#### RECORDS SUPPLIED

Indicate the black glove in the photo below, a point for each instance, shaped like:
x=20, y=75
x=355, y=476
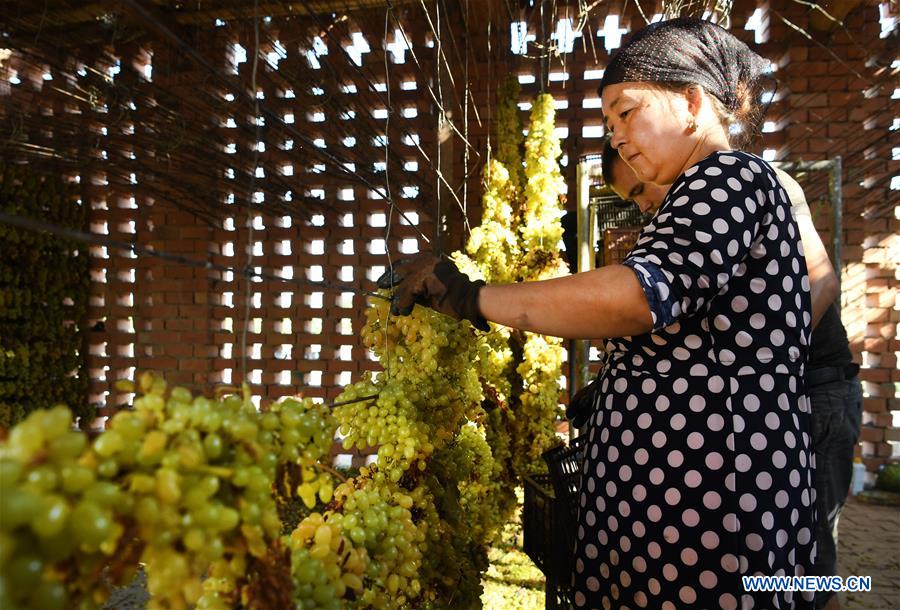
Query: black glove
x=436, y=283
x=582, y=404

########

▶ _STATED TASK_
Can you copy every row above word for word, leaving out the pictures?

▶ _RIGHT ANSWER_
Indicate the black glove in the photo below, a point for each instance, shaped like:
x=20, y=75
x=355, y=476
Query: black glove
x=436, y=283
x=582, y=404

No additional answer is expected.